Material shown:
---*---

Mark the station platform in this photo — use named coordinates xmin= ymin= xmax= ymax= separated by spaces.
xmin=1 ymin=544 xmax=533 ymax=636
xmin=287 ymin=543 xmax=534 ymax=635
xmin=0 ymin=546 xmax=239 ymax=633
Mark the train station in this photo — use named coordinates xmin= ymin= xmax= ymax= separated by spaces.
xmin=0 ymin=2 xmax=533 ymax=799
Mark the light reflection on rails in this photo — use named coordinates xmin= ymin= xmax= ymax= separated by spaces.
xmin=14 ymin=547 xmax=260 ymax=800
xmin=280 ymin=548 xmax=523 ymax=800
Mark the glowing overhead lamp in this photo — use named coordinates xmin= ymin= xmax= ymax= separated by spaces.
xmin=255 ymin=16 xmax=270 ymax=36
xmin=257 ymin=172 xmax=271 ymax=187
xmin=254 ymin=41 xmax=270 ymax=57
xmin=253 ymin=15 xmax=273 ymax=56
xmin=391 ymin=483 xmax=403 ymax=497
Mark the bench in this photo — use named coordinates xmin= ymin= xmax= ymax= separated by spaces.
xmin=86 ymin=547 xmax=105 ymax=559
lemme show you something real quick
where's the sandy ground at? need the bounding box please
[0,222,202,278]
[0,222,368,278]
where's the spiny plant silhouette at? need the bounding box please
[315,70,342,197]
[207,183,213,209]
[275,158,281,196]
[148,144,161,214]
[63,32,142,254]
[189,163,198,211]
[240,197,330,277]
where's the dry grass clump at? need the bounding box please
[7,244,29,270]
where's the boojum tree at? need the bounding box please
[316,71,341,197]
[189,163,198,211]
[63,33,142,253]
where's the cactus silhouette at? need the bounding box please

---*---

What is expected: The full set of records above is to be printed again verbatim.

Your solution:
Mark the station platform in this photo — use named coordinates xmin= ymin= xmax= ymax= separated by spaces.
xmin=1 ymin=544 xmax=533 ymax=636
xmin=287 ymin=543 xmax=534 ymax=635
xmin=0 ymin=546 xmax=239 ymax=633
Mark the train station in this photo — use named coordinates xmin= ymin= xmax= ymax= separated by spaces.
xmin=0 ymin=2 xmax=533 ymax=799
Mark the light reflection on rails in this photo — use named coordinates xmin= ymin= xmax= ymax= separated by spaces.
xmin=14 ymin=547 xmax=260 ymax=800
xmin=280 ymin=548 xmax=523 ymax=800
Mark the glowing overhead lamp in this photo — use named coordinates xmin= ymin= xmax= ymax= separated by spaces.
xmin=255 ymin=16 xmax=270 ymax=36
xmin=257 ymin=172 xmax=271 ymax=187
xmin=254 ymin=41 xmax=270 ymax=57
xmin=253 ymin=15 xmax=273 ymax=56
xmin=391 ymin=483 xmax=403 ymax=497
Mark the bench in this photo — use named coordinates xmin= ymin= xmax= ymax= separated by spaces.
xmin=86 ymin=547 xmax=105 ymax=559
lemme show you something real quick
where's the sandy ground at? need the bounding box please
[0,222,202,278]
[0,222,368,278]
where's the spiny plant silhouette at? need the bounding box please
[315,70,342,197]
[207,183,213,209]
[275,158,281,196]
[148,144,161,214]
[63,32,142,254]
[189,163,198,211]
[240,197,330,277]
where's the dry grass clump at? need the bounding box please
[7,244,29,270]
where's the boojum tree at? need the bounding box please
[316,71,341,197]
[189,163,198,211]
[63,33,142,253]
where's the cactus silhouette at? need the bounding box please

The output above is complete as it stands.